--- EXTRACTO DEL DOCUMENTO ---
════

El centro que se desconecta a continuación, o al mismo tiempo que el mental, es el centro motor. El hombre (y la mayoría de los animales) se acuesta para dormir. Luego se desconectan los demás centros, pero no siempre es así: otros múltiples modos de desconexión son posibles; las interrupciones y el orden en que se producen dependen de los individuos y de las circunstancias; se puede dormir de pie, caminar durmiendo, amar durmiendo, dormir hablando, etc. En cambio el centro instintivo es el último en desconectarse; no se desconecta jamás, por cierto, sin un trabajo especial —peligroso- y solamente (mientras dure la vida) en
algunos de sus niveles; puesto que su desconexión completa y definitiva acarrea la muerte orgánica.
Si bien intervienen a menudo predisposiciones constitucionales, todo esto es continuamente susceptible al cambio: un sonámbulo no lo es todas las noches ni durante toda la noche.
El estado de sueño profundo tiene un sentido y una importancia que el hombre ordinario generalmente no sospecha. En las tradiciones antiguas, en particular las hindúes, se le da un gran sitio, y este estado en el cual el sujeto no tiene ningún deseo ni sueña nada, es considerado como el retorno a la serenidad del principio. El ser (la esencia) se retira al reino, sin forma, del origen, fuente de las manifestaciones eventuales en los otros estados, en el que, al estar ausente todo conflicto de forma, disfruta con «beatitud» (Ananda) de la plenitud de sí mismo y reencuentra en sí mismo el reino del ser puro (Ishwara). En este
estado, los diferentes modos de la manifestación, incluso los de la individualidad que le es propia, no están anulados, sino que permanecen presentes en potencia dentro del conjunto integral de todos los posibles con cuya Esencia universal el ser individual ha vuelto a encontrarse. Al conservar él una conciencia suficiente de los posibles que les son propios, un lazo persiste con la forma del ser y el retorno a la manifestación formal que es la suya sigue siendo posible. Este lazo puede, sin embargo, perderse en el transcurso de ciertos ejercicios acerca del sueño profundo practicados en algunas escuelas: he allí uno de los riesgos que
conllevan. En cuanto a los seres plenamente realizados, ellos pueden elegir con plena conciencia el momento de romper este lazo: se dice que saben o que escogen la hora de su muerte física.
De modo que el sueño profundo puede ser comprendido como el retorno al estado «esencial» puro: un estado análogo al estado embrionario (el del comienzo de la vida individual) al que se agrega el desarrollo adquirido hasta allí por la esencia a través de las experiencias de la vida. Y en tal estado, el hombre individual, de vuelta a los confínes del ser universal y no individual, sin forma, entra en armonía con las fuerzas esenciales de la vida que, de esta manera, lo reequilibran y regeneran.

════

--- EXTRACTOS DE FILAS ---

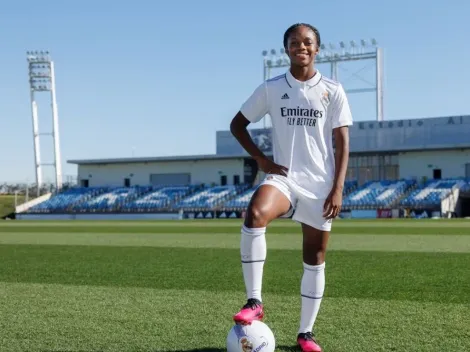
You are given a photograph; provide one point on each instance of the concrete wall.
(421, 164)
(202, 171)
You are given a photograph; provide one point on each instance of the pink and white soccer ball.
(256, 337)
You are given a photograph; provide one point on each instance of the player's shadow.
(290, 348)
(208, 349)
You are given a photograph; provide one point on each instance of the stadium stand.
(378, 194)
(63, 202)
(432, 193)
(113, 200)
(211, 197)
(162, 198)
(147, 199)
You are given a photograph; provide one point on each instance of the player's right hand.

════

--- INSTRUCCIÓN ESCRITA 1 ---
En el texto sobre el sueño, ¿por qué sigue siendo posible que el ser vuelva a la manifestación formal después del sueño profundo?
--- INSTRUCCIÓN ESCRITA 2 ---
¿Puedes reanudar el texto sobre el sueño a partir de donde se detiene?

--- RESPUESTA ESPERADA 1 ---
Porque el ser conserva una conciencia suficiente de los posibles que le son propios. Gracias a ello persiste un lazo con su forma, y ese lazo hace posible el retorno a la manifestación formal que le corresponde.

--- RESPUESTA ESPERADA 2 ---
Pero este retorno a las fuerzas fundamentales de la Vida, en la pura Esencia, el Goce pleno y la Armonía perfecta, es, para el individuo, enteramente pasivo; se cumple en el abandono de toda manifestación propia y —excepto por la persistencia del soporte orgánico instintivo, la de la vida automática del cuerpo— fuera de toda expresión de su individualidad. En el sueño profundo, las tres facultades mayores que dan a la individualidad su calidad de presencia y su poder de manifestación (a saber, la atención, la conciencia, la voluntad, reflejos de las tres fuerzas creadoras fundamentales) está totalmente suspendidas; el hombre que así duerme no ejerce y ninguna y ellas permanecen solamente «en potencia».
Si bien el estado de sueño profundo es análogo al de la plena Realización (el cuarto estado o estado de conciencia objetiva) con la plenitud del ser (esencia y también manifestación), el pleno Conocimiento (y no solamente Goce) y la perfecta Serenidad (y no simplemente Armonía) que esta Realización implica, sin embargo, estos dos estados se encuentran de hecho en los polos opuestos de la Vida: el estado de sueño profundo alcanza los confines de los estados de ser infraindividuales (los confines de la Sustancia pura) y el estado de plena Realización alcanza los confines de los estados de ser supraindividuales (los confines del
Espíritu puro). Entre los dos, los estados posibles para el hombre van de las tinieblas sustanciales a la luz de la pura conciencia: ninguna otra forma de ser, en nuestro mundo conocido, está dotada (ni es responsable) de semejante posibilidad.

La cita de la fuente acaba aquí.